[Exercise directions]
From the passage below about Tulane baseball moving to Lubbock, list every person named.

[Selected extract]

On Sept. 7, nine days after Katrina hit, team members began making their way to Lubbock, and within days all 37 baseball players were enrolled in classes and situated in dorm rooms as the Texas Tech administration rolled out the red carpet for members of the Tulane baseball and women's basketball teams.
As the Green Wave were getting acclimated to their new surroundings, many Texas Tech fans and members of the Lubbock community reached out to help the Tulane players and staff get settled.
"The folks here in Texas, Lubbock and Texas Tech University have truly been unbelievable," said Tulane Head Coach Rick Jones, who moved to Lubbock along with his coaching staff and their families. "I've been here less than 24 hours and there is no way anyone could make you feel more welcome than the entire administration has made us feel here at Texas Tech."
Perhaps one of the biggest challenges the Tulane players faced in Lubbock was adjusting to the school itself. Familiar with the quaint, park-like setting of the Tulane campus and the vibrancy and culture of New Orleans, players faced a stark contrast at Texas Tech, a huge public university with an enrollment of 29,000 located in a university town in northwest Texas. Buses and bikes were required to get across campus. In contrast to the lush greenery and steamy heat of the Big Easy, players adjusted to wide expanses of flatland and increasingly chilly temperatures.
"For the first couple of weeks there, you felt like the new guy," Tulane senior Nathan Southard said. "But everyone at Texas Tech made it a lot easier. We showed up two weeks into their semester, and the professors and the students really helped us adjust. A lot of guys on the team are from Texas, so they knew people there, and I made some friends in Lubbock that I still talk to."
As the baseball players settled into classes and found their way around campus, the Green Wave coaches were working to secure replacement equipment that would allow the team to hold fall practice and individual workouts. The Texas Tech baseball staff shared its field and the Green Wave moved into the facility's visitor's locker room for the semester.
Soon, fall practice commenced, and the staff and team was able to establish a routine with classes, study halls and workouts. They even held the annual Parents' Weekend in Lubbock and heard from legendary basketball coach Bobby Knight, as he addressed the team after an invitation from Coach Jones.

[Dataset excerpts]
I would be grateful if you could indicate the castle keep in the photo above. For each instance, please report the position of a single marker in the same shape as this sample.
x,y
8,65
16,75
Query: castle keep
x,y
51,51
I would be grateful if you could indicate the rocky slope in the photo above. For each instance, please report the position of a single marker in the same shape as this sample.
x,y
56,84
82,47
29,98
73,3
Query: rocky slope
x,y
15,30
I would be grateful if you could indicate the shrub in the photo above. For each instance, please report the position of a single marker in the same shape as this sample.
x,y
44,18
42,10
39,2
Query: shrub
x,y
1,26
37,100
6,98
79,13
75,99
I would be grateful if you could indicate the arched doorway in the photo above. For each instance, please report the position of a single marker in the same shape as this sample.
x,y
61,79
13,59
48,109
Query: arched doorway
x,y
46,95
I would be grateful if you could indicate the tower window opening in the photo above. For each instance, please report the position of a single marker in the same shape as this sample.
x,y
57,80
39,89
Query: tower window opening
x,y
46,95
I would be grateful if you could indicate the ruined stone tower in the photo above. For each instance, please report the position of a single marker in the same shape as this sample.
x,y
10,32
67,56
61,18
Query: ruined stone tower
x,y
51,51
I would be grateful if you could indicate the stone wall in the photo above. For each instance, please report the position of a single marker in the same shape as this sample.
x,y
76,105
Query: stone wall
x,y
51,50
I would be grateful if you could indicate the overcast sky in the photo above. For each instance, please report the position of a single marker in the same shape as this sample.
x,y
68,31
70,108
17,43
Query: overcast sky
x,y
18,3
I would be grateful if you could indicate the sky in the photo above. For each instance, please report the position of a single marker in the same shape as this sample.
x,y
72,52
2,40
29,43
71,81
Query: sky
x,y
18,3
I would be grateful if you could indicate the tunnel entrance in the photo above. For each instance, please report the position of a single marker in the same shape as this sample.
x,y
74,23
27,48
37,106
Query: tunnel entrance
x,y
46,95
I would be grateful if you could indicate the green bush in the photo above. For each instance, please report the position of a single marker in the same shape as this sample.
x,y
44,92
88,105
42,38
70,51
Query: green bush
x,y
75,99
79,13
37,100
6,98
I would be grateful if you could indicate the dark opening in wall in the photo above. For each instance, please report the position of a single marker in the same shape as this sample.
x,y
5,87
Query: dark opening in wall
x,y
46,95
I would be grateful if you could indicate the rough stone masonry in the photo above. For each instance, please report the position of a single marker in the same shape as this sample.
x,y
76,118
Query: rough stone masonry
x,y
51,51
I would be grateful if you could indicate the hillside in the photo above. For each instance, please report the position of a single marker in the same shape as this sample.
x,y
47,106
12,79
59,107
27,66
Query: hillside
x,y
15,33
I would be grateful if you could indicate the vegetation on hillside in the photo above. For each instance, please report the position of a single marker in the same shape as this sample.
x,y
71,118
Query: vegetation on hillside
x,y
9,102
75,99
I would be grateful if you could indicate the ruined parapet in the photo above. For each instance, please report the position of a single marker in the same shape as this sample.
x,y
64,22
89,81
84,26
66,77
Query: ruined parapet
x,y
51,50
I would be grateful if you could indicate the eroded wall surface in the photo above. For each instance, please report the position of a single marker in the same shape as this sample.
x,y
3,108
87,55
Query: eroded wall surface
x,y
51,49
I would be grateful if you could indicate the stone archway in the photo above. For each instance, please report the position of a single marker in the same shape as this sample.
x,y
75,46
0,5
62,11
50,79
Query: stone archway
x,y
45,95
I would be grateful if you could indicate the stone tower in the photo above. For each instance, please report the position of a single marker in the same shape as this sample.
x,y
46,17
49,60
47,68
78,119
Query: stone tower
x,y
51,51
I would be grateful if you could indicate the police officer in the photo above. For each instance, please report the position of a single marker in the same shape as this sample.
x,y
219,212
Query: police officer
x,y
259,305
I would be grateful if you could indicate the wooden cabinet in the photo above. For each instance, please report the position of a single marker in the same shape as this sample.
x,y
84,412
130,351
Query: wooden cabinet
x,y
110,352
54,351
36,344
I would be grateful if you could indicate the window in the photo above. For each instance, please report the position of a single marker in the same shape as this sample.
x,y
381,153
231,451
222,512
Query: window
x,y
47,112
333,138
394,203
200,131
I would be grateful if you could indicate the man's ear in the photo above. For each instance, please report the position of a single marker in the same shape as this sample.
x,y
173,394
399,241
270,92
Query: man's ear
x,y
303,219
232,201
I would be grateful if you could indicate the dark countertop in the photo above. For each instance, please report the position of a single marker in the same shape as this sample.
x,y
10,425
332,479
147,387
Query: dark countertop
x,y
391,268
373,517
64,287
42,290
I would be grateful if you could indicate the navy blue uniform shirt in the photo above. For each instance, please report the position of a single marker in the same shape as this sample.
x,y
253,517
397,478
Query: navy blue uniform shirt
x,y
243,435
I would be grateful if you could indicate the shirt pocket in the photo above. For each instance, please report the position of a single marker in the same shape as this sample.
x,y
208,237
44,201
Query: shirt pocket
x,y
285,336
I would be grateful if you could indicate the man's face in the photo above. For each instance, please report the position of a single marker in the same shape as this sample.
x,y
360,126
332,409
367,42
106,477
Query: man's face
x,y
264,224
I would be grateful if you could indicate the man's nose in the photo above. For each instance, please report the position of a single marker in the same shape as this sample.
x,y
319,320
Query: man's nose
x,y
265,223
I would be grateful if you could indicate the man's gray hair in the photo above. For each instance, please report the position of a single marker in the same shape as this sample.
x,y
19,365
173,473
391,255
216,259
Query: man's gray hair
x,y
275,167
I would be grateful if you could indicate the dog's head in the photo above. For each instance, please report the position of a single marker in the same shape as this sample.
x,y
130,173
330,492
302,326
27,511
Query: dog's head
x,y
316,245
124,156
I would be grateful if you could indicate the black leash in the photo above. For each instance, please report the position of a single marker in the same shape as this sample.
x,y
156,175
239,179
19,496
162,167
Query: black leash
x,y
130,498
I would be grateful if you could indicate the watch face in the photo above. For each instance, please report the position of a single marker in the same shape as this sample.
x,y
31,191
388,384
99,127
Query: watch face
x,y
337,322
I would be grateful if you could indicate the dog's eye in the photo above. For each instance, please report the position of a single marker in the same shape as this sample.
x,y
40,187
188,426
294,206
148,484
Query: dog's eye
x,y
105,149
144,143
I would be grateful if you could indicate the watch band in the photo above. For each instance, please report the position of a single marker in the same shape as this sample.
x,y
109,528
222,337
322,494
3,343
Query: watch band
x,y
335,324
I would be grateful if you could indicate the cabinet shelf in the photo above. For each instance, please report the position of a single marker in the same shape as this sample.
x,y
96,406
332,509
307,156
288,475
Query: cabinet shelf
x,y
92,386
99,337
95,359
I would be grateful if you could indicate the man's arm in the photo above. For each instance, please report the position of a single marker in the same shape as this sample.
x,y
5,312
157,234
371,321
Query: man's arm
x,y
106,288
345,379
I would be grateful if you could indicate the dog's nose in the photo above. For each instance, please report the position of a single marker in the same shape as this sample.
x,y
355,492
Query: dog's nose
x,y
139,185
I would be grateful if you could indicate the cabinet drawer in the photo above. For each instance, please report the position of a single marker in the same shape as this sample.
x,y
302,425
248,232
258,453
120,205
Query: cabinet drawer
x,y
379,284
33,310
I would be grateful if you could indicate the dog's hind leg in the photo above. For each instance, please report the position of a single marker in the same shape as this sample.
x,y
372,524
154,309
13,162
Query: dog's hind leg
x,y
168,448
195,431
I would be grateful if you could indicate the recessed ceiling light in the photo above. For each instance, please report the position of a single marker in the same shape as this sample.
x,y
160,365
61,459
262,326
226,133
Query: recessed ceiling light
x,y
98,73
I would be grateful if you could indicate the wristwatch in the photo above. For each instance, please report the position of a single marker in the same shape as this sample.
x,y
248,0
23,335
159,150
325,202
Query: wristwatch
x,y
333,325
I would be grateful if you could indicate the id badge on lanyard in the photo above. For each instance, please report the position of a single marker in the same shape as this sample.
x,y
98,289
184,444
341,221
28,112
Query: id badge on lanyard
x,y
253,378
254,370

[Solution]
Rick Jones
Nathan Southard
Bobby Knight